- _Problems and tasks_:
1 – List the foods that the food rotation text names as belonging to the same family.
2 – Revise the food rotation text starting with "Here’s a simple" and going on through "really simplifies things.", swapping "protocol" for "plan".

Using a food rotation diet will help to reduce the physical and nutritional stress load on your immune system. Not only will you put an end to nasty symptoms from food allergies, you will also achieve your ideal weight and gain more energy.
Once you have eliminated intolerant foods you will free up your body from the physical burden of incessantly “fighting” your food. You will then have the energy to actually digest it and create more energy for your health.
The way food rotation works is nomenclature. This is because there are so many foods that are closely related and part of the same species. For example, broccoli, cabbage, canola, and kale all belong to the same family and carry similar proteins.
If you are always eating the same species, you can still easily be overexposed to the same proteins. Therefore, it’s important to understand and classify food groups so you can get more variety. This will minimize the need for mass production of foods and improve diet variety and the health of our bodies and environment astoundingly, but it will require some responsibility on our part.
Here’s a simple protocol we can use to start!
4-Day Rotation Diet
This is a protocol I picked up from Paul Chek’s work. Actually, I sourced his book for a lot of the material in this article and I highly recommend it! I reference it to this day with my clients.
The general recommendation is to adopt a 4-day rotation diet to simplify what otherwise seems an overwhelming process. In our modern world it’s all too easy to eat the same food every day, and finding variety is a bit more challenging. This 4-day protocol really simplifies things.

- _Saved data entries_:
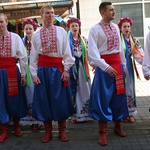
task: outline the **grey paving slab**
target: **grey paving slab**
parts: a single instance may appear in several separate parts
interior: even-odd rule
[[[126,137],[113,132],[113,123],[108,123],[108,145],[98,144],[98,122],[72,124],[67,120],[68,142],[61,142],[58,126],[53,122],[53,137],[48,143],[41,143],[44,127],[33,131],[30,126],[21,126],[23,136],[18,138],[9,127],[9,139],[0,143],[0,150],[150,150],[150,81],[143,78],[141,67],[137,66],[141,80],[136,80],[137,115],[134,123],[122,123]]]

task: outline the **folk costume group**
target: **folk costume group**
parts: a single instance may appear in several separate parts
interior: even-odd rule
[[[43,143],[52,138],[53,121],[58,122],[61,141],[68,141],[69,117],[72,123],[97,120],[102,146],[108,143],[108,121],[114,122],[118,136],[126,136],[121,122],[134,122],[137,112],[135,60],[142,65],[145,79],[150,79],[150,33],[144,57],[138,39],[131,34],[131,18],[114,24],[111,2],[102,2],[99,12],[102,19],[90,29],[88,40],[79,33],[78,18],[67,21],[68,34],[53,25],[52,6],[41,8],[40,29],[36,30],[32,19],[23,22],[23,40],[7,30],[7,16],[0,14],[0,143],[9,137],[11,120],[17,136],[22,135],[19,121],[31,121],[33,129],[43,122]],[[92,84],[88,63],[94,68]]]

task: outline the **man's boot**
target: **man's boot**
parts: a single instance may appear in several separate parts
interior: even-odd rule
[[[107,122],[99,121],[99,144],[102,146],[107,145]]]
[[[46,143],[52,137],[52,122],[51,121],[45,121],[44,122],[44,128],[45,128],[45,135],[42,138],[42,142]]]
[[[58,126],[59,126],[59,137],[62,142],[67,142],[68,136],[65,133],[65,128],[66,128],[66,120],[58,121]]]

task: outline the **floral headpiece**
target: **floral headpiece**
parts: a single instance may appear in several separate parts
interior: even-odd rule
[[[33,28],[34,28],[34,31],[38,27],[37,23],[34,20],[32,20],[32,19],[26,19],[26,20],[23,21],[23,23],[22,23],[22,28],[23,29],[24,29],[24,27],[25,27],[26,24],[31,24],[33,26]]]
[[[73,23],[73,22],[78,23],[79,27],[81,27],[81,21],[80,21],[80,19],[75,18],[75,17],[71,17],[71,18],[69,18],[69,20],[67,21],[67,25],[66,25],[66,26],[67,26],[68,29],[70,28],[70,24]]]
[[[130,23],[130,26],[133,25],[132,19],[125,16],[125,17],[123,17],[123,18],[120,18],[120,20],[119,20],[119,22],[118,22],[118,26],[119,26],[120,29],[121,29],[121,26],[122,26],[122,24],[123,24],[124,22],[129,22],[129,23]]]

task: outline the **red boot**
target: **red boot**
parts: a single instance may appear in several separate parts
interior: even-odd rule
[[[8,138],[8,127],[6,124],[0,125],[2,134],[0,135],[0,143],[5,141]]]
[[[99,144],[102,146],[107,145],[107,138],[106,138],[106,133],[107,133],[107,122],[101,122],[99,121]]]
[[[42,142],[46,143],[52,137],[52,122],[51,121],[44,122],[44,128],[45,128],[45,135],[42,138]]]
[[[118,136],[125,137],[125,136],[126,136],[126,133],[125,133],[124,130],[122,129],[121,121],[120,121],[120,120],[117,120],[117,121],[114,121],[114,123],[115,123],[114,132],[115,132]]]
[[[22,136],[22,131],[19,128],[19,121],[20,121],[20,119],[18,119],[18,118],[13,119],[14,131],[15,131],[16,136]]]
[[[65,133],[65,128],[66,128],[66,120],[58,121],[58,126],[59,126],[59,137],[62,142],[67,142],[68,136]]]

- _Answers to the exercises_:
1 – broccoli, cabbage, canola, kale

2 –
Here’s a simple plan we can use to start!
4-Day Rotation Diet
This is a plan I picked up from Paul Chek’s work. Actually, I sourced his book for a lot of the material in this article and I highly recommend it! I reference it to this day with my clients.
The general recommendation is to adopt a 4-day rotation diet to simplify what otherwise seems an overwhelming process. In our modern world it’s all too easy to eat the same food every day, and finding variety is a bit more challenging. This 4-day plan really simplifies things.